▸ **WRITTEN INSTRUCTION**
Pull out every line of the data below that contains the word "instance", and copy each line in full.

▸ **RECORD SET**
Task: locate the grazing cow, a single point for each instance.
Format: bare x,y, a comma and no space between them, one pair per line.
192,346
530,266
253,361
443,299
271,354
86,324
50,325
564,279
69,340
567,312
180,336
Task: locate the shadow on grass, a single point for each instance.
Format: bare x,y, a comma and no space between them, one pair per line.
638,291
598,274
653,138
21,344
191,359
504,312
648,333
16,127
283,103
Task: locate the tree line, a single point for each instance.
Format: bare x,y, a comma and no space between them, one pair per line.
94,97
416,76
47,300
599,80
...
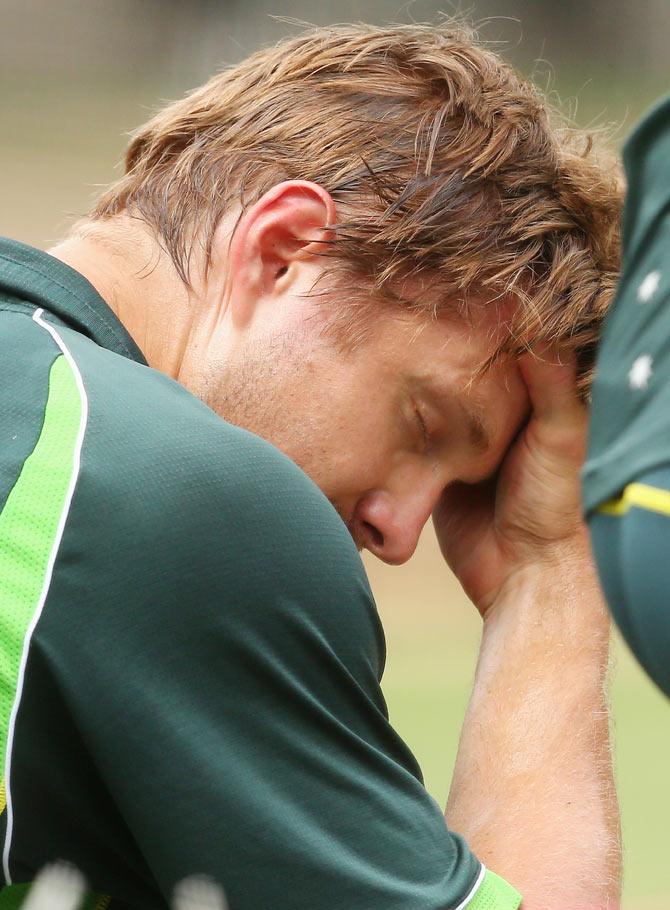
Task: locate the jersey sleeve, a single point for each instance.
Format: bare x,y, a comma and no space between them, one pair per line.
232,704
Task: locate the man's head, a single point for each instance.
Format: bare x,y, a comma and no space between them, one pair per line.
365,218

▸ **RESULT BELOW**
Task: locate the grazing cow, a single point for each instance.
Task: locate the shadow on grass, a single point for each instance.
Task: locate the tree line, a single point for each instance.
Task: locate the jersey sleeve, a single point for each instance.
Task: locate the man's head, a single point for each instance.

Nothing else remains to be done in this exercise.